◆ DATA SHOWN:
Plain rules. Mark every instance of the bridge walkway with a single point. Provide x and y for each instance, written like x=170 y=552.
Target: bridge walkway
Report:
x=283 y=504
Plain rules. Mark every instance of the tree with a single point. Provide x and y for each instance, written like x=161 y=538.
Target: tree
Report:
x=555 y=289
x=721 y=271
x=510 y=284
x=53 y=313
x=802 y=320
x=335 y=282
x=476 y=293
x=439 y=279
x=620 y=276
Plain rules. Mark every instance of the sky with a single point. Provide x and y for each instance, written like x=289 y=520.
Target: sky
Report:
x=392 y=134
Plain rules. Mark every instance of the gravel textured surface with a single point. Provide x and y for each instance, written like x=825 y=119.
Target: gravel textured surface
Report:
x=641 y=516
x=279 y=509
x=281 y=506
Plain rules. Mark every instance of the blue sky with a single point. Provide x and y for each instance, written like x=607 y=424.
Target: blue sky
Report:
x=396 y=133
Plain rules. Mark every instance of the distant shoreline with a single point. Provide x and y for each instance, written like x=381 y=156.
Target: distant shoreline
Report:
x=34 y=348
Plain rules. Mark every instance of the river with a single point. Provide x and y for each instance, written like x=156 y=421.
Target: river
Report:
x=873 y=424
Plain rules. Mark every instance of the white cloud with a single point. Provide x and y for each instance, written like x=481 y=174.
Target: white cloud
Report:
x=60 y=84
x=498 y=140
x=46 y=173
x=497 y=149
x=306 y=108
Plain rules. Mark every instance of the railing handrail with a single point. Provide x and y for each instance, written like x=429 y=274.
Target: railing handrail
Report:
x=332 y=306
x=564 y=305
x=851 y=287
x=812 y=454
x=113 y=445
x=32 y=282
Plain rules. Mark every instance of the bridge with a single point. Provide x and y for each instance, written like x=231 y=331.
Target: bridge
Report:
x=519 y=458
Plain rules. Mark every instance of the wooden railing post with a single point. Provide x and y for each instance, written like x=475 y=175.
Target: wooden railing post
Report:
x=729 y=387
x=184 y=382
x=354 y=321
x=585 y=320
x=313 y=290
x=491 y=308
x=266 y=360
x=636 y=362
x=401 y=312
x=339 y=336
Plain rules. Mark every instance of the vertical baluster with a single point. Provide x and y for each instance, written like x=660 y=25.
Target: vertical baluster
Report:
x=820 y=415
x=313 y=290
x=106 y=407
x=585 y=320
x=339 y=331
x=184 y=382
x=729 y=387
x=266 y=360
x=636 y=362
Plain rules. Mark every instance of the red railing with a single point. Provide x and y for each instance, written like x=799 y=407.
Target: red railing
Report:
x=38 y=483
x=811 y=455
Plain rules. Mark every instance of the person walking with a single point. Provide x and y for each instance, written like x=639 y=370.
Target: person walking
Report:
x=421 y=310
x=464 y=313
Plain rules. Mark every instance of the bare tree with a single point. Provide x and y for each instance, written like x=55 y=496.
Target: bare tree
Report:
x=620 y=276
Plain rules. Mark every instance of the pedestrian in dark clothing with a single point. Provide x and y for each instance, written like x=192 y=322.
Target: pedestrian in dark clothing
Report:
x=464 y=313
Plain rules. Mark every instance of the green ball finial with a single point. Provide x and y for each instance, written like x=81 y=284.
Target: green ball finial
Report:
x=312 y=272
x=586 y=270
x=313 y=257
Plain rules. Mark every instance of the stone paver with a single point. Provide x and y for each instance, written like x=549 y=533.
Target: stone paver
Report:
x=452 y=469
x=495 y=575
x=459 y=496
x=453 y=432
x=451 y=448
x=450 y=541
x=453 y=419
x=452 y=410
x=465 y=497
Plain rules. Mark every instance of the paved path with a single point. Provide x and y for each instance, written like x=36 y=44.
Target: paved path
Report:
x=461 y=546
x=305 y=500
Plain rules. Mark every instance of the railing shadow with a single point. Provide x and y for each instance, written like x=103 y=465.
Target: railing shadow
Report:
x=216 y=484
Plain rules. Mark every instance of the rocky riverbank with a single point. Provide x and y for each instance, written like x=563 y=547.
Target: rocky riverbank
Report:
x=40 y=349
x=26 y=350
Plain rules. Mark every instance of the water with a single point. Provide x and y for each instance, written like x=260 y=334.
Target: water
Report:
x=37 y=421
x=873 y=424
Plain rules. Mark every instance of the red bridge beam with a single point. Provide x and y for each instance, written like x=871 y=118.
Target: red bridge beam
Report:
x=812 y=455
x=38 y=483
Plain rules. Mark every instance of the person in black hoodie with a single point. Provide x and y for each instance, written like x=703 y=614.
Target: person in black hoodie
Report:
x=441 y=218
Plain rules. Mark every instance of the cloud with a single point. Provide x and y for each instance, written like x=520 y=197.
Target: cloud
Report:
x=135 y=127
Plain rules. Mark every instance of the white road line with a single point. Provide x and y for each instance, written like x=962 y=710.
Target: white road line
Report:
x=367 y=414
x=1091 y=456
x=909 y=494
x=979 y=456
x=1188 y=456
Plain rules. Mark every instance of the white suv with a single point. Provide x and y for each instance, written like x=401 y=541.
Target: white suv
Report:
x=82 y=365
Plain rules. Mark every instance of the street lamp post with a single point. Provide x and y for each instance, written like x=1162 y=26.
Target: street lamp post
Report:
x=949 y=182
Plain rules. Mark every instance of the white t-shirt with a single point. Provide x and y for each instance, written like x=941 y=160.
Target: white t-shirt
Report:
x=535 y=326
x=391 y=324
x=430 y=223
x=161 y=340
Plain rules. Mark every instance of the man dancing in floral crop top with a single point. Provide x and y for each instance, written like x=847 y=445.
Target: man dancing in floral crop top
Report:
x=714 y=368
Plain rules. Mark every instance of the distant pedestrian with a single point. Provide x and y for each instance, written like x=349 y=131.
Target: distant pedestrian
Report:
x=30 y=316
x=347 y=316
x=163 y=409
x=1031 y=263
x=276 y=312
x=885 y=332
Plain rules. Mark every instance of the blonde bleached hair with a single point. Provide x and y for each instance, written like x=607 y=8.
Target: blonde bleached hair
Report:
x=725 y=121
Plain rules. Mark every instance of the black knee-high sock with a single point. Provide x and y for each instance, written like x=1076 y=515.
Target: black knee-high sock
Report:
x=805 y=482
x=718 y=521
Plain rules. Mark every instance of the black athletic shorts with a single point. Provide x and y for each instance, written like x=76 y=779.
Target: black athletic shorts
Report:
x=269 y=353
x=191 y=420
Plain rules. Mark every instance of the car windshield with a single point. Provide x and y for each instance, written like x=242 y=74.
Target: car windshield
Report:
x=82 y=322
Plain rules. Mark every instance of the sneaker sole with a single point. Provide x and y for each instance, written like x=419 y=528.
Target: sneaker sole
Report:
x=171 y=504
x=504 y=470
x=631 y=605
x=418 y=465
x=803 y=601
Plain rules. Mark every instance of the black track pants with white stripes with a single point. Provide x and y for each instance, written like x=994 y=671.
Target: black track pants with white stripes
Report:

◆ WHAT IS NEEDED:
Rewrite only the records from the line that has "Plain rules. Mark every instance of the white cloud" through the line that has "x=519 y=458", keeping every line, the requests included. Raise each x and y coordinate in the answers by 136, and leave the requests and their sample coordinates as they are.

◆ SOLUTION BELOW:
Plain rules. Mark every instance of the white cloud with a single point. Provide x and y for each instance, written like x=481 y=174.
Target: white cloud
Report:
x=196 y=220
x=634 y=276
x=182 y=309
x=633 y=285
x=442 y=244
Plain rules. Mark every instance of the railing handrail with a single point. Provide x and y for each instance, written like x=429 y=274.
Target: railing handrail
Report:
x=468 y=442
x=700 y=441
x=987 y=423
x=948 y=590
x=249 y=581
x=168 y=418
Plain rules. Mark every instance of the bridge with a single point. Provide x and y for each instance, written like x=231 y=331.
Target: bridge
Report:
x=655 y=594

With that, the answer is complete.